##### PASSAGE #####
On Wednesday, June 10 Temple Aaron, the oldest continually operating Jewish Synagogue in Colorado, presented a virtual tour of the premise via Zoom, an online meeting platform, and shared a bit about the history of the structure along with plans for the future. People from Los Angeles to Honolulu, even a viewer from Jerusalem, were tuned in on the Zoom presentation.
Kicking off the presentation was a video featuring architecture throughout Trinidad and followed with board members sharing some of the history about the temple, which last year celebrated its 130th anniversary.
Designed by the regionally famous architects, the Rapp brothers, the structure boasts stained-glass windows, enormous pipe organ on a balcony overlooking the 200 seat sanctuary, and elevated wooden bimah. Two local Jewish brothers, Randy and Ron Rubin were present on the Zoom presentation and said they represent the last of the local congregation in Trinidad. Both shared their memories and experience of being involved with the temple.
“Ron and I have been going there since the early 50s and we were both bar mitzvah’d there,” said Randy Rubin. “If somebody dropped back in from 1901 they would see that it hasn’t been changed at all.”
When the structure was put up for sale in 2016, it spurred a few Jewish individuals from Colorado and New Mexico to reach out and offer their support to keep it from being sold.
“I happened to hear about Temple Aaron being up for sale a few years back on CPR and it was kind of a kick in the gut,” said Neal Paul, a member of the Temple Aaron board. “When I came up and entered the building it felt like something I wanted to be a part of and it’s been fun to bring people into this process.”
The Rubin brothers, who had taken over as caretakers for the property, said it was hard to put Temple Aaron on the market and tried everything they could before putting out the for sale sign.
“It was a very emotional thing to put the for sale sign up,” said Rubin. It was with a great deal of regret that we could sell two of the Torahs to postpone having to permanently shutter the temple. We’ve managed to hold on even though we’re in need of some dire renovations.”
##### DATASET EXCERPTS #####
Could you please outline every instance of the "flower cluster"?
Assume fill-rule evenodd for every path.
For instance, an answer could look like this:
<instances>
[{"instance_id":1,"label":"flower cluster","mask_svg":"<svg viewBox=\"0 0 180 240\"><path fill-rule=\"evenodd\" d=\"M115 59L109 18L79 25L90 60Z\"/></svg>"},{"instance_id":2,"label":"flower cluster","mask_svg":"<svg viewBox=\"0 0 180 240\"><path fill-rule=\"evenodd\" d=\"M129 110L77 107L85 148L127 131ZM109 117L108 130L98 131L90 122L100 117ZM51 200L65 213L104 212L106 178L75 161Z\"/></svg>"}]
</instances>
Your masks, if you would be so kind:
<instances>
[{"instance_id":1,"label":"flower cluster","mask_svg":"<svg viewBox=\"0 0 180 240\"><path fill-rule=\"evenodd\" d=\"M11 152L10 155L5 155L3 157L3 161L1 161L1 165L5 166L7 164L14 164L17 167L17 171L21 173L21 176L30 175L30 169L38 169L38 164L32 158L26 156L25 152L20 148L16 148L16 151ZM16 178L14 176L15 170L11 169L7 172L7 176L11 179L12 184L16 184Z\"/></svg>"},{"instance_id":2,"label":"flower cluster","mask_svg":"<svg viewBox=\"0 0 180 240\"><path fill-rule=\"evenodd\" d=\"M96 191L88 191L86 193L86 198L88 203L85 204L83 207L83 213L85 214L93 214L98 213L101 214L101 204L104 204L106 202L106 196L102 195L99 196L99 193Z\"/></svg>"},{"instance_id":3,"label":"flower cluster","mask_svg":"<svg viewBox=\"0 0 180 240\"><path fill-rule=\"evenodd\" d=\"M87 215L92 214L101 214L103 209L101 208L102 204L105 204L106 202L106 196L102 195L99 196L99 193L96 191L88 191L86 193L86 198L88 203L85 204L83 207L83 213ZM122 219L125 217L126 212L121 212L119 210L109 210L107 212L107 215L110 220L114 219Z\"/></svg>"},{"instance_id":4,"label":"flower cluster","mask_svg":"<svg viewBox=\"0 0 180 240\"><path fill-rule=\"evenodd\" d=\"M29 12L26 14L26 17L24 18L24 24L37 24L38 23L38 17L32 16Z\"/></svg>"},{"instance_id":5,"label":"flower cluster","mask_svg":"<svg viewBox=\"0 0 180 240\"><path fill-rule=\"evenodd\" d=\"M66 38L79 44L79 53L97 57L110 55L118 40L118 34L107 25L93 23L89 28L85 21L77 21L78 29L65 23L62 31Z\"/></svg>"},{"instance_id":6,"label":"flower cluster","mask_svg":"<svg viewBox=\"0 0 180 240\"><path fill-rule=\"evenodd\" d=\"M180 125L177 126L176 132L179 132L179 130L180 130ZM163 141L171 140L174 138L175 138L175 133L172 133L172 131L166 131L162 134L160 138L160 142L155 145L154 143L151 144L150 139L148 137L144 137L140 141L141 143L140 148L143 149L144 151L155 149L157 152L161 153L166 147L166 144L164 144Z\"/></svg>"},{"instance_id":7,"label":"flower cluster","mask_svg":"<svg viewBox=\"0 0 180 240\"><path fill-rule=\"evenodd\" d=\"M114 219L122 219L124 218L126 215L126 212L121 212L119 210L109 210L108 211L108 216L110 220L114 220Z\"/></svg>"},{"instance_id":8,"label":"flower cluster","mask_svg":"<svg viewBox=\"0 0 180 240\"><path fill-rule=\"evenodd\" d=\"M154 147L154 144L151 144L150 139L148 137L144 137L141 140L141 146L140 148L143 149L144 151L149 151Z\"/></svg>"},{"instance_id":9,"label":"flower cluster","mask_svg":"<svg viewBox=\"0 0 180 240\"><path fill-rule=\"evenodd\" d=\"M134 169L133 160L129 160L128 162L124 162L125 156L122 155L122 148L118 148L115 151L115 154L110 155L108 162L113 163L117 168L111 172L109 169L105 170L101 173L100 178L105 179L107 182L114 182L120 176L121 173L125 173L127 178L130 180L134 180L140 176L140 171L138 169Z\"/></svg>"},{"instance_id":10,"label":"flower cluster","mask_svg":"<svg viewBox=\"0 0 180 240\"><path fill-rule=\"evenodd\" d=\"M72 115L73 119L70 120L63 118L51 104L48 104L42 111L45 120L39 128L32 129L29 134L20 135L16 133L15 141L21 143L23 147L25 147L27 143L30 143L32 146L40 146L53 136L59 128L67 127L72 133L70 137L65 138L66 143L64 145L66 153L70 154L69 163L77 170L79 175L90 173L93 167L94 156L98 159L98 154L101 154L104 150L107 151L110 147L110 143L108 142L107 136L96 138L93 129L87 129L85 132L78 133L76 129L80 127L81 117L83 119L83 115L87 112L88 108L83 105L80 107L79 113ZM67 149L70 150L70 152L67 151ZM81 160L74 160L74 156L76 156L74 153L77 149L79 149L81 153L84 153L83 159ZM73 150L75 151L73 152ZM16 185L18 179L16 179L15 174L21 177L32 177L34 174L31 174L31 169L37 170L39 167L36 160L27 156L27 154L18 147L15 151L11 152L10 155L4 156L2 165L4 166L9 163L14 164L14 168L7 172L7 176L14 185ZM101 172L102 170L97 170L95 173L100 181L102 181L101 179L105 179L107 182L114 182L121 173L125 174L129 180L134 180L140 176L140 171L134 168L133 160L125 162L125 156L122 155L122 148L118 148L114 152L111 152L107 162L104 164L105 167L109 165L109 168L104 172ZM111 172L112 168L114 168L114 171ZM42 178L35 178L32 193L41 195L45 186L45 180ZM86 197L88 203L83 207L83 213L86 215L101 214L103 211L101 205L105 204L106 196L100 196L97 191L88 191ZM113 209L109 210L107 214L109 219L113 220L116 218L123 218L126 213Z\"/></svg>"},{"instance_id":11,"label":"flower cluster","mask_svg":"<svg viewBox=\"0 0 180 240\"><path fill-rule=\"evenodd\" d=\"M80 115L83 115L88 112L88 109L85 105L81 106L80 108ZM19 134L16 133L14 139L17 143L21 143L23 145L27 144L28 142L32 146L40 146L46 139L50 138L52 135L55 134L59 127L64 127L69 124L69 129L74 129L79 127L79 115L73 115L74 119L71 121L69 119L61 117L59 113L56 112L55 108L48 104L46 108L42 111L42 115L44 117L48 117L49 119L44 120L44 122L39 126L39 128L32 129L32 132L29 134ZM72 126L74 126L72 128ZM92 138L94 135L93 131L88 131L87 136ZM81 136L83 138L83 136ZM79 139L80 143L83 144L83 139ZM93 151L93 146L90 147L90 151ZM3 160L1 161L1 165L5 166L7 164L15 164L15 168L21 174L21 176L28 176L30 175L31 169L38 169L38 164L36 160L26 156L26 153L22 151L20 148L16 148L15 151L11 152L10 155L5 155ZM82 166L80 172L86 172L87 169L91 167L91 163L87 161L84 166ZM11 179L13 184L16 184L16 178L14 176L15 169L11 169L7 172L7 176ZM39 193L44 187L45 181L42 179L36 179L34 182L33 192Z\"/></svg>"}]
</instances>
#####
_REQUIRED ACTIONS_.
**1.** In the Temple Aaron article, who designed the temple's structure?
**2.** Copy out everything in the Temple Aaron article from "When the structure" down to "from being sold.", renaming "New Mexico" to "Arizona".

_SOLUTIONS FOR EACH TASK_.
**1.** The Rapp brothers, regionally famous architects, designed it.

**2.**
When the structure was put up for sale in 2016, it spurred a few Jewish individuals from Colorado and Arizona to reach out and offer their support to keep it from being sold.